[start RECORDS PROVIDED]

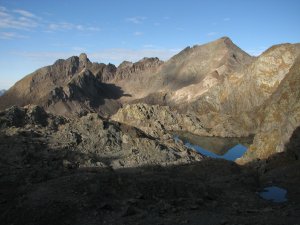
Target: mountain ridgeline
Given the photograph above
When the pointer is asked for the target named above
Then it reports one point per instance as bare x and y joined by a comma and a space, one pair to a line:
215, 89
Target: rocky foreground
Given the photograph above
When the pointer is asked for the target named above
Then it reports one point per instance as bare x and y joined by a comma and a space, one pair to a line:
89, 170
89, 143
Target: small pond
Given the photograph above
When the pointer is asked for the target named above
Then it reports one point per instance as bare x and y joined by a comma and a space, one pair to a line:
215, 147
274, 194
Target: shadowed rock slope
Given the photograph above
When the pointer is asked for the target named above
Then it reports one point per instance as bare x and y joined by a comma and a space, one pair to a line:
57, 170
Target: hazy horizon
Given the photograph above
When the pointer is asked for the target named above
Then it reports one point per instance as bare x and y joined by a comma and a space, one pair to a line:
34, 33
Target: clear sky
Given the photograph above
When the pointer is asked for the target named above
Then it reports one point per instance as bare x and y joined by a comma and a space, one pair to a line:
34, 33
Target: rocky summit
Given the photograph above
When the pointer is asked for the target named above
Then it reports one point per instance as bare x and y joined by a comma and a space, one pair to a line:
93, 143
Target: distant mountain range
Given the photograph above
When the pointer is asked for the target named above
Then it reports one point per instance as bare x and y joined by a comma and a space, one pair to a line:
215, 89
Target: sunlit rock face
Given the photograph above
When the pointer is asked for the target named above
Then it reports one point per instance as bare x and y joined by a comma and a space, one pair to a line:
281, 117
215, 89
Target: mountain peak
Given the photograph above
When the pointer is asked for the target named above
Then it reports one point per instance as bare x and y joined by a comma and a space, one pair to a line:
83, 58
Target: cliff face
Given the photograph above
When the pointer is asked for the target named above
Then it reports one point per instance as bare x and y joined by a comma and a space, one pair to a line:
214, 89
280, 117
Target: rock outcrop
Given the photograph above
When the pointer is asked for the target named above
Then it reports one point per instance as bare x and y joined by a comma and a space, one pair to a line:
158, 120
90, 141
279, 117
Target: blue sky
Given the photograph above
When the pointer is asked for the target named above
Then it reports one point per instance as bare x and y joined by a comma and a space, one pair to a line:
34, 33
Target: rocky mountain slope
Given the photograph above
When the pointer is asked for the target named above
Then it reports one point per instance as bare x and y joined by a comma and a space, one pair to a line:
215, 89
280, 116
87, 170
2, 92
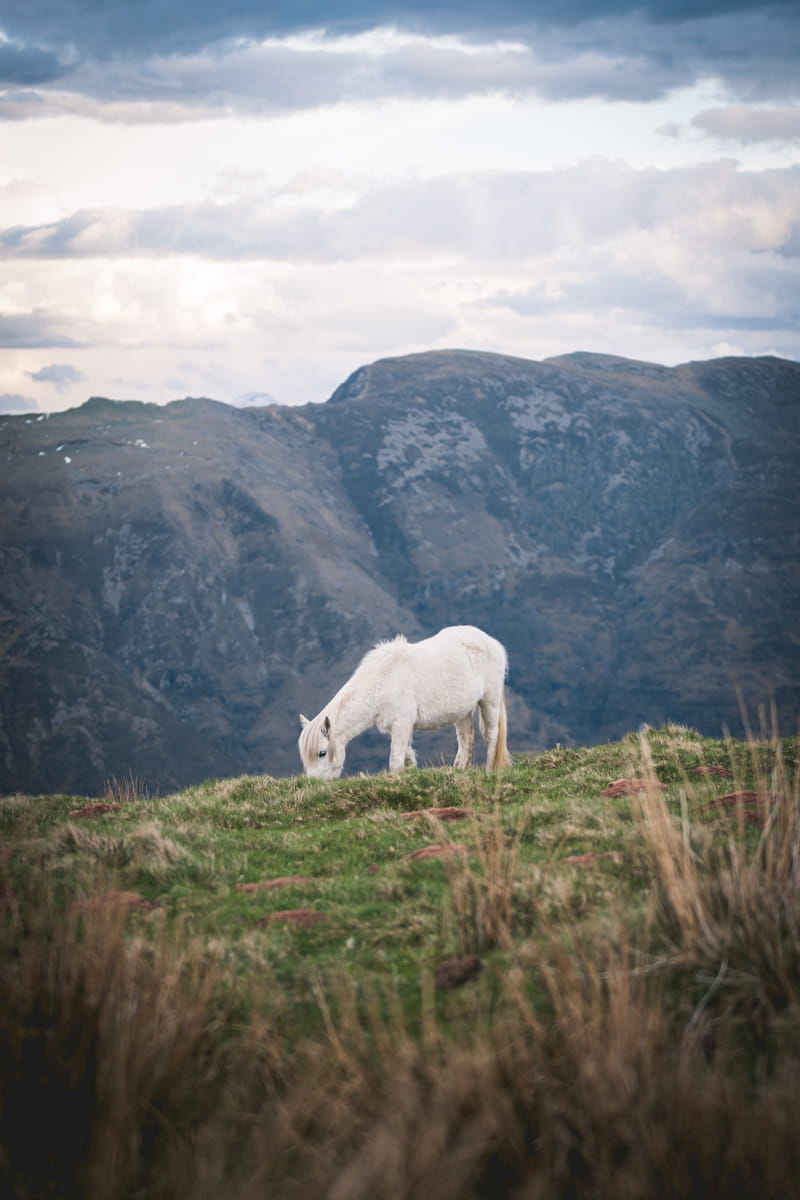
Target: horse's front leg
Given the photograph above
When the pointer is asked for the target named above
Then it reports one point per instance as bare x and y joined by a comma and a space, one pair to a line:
465, 735
401, 753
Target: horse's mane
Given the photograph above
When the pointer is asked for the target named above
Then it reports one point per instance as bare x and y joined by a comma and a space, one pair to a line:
311, 737
380, 649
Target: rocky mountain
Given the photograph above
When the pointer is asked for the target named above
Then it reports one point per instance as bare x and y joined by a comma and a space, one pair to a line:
178, 582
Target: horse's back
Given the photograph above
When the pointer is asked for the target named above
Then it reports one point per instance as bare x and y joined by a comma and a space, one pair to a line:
459, 651
471, 640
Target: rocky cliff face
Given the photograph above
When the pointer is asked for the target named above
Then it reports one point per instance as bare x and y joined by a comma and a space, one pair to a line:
176, 583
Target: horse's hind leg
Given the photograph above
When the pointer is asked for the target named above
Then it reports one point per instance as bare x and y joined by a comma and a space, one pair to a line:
489, 723
465, 735
402, 753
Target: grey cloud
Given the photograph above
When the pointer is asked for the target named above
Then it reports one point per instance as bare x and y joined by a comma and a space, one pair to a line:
609, 52
750, 125
60, 375
28, 65
12, 402
500, 216
181, 25
32, 330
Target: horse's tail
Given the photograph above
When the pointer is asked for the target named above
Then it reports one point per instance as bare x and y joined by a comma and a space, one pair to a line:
501, 757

[end RECORDS PROVIDED]

REQUEST:
Could you reproduce every record above exactly, leaving out the pictures?

REPLY TO THE TASK:
Target: mountain ridgeline
Given the photograph above
When the pointer is asked for the target named above
Then it reports one point per instance as bare x and y joined by a comma and a space, one pair to a line:
215, 89
Target: rocky foreground
Given the photograph above
When the pointer is asked for the target named above
Then it reports one point per instance as bare x and y joined by a comma and a space, one pair to a line:
89, 170
89, 143
Target: small pond
Given the photograph above
When the pointer is asked for the target named above
Then it reports one point per instance as bare x and y joined by a comma and a space, one pair to a line:
215, 147
274, 194
Target: shadowed rock slope
Given the photograph above
When the pointer is asked for the target named above
Then it reports one point per instance as bare x and y joined by a comma and a space, one pair to a line:
57, 170
Target: hazy horizon
Given the photograph above
When the pointer is asked for the target named above
Then it reports one point per instance as bare x and y joined by a comma and a space, one pair to a line:
34, 33
Target: clear sky
Given the photograph above
When the pointer is asked for the target named above
Then it reports one point per instance as bare x and y joined by a comma and a space, one pair to a line:
34, 33
Target: rocky summit
Given the photograph above
When the pointer is asked for the target named above
Then it reports one point per instance as bare x and y joined by a comma and a space, one pair to a line:
93, 143
Target: distant mountain range
Given the photograph above
When the pointer is asked for the target named above
Then it reports one point per instance as bare x and y joined by a comma and a space, one pair to a line:
215, 89
Target: sunlit rock face
Given the photograph above
When the pointer is asked for the target named above
Then it reports one point per instance as bare x and y joined by a comma and a space, one pair to a line:
281, 117
215, 89
Target: mountain peak
Given the photograph above
When the pointer is asked for the target named above
Then it reports one point per instance as bare x and y joined by a comma and a space, one pair to a line:
83, 58
Target: cliff face
Given the photograph above
When the pointer is asked for the target named above
Then it reports one point per instance as bare x and y joined by a comma and a space, one pair to a line:
214, 89
280, 117
Target: rock outcrop
Given the photograph above
When the pointer is asked for the target named above
Then it reports one point per instance as bare x and y joined by a comma and a space, one pair to a line:
158, 120
90, 141
279, 117
Target: blue sky
Given the photograph above
When the pointer is asked for the target named above
Then it reports one point per instance as bare x and y joined by a comma and a space, one pair to a line:
34, 33
Target: rocky mountain slope
Given the photograph above
When the pointer is asked for the target named above
Then it reports one point per instance as bare x and y joined by a comma and a space, one pair to a line:
215, 89
280, 116
87, 170
2, 92
Target: horse's front leg
Given the photograph above
When the pointer is asked for the target named above
Then it reports one point per instance as bare x and y joined by a comma and a space, one pair to a line:
465, 735
401, 753
Target: horse's mane
Given the photograph above
When the pointer is asked for the target named above
Then it reports one point per instance as bare x and y joined by a comma and a space, one pair to a line:
311, 737
380, 649
Target: rocky mountain
Given the photograph above
When the pointer is asked for the target named above
Then it reports one point per instance as bare x and y joined by a comma and a space, one pair to a line:
178, 582
Target: horse's back
Given the photograph above
When the pointer is asked for the target named above
Then it reports one point per instance as bare x and y joined by a comma and a space, one pair to a line:
459, 651
471, 640
Target: rocky cliff face
Given the photograph above
When the pointer is asked for the target named above
Then it reports one point per instance as bare x and y joined by a comma and a space, one pair to a line:
176, 583
Target: horse's hind leg
Given the photograph above
When the pointer is asked for the target named above
Then it reports one point per instance as bare x and y joined by a comma and a space, one pair to a line:
489, 723
465, 735
402, 753
Target: grey cloud
Given the photograph above
When the pointer is asked for the target named above
Then it reports one point per instance as bare x and y joined by a comma and a space, one pair to a line:
609, 52
750, 125
60, 375
28, 65
12, 402
500, 216
181, 25
32, 330
Target: horse's tail
Given the photograph above
When the pointer is asked for the target named above
Then it reports one point per instance as bare x and y joined by a comma and a space, one pair to a line:
501, 757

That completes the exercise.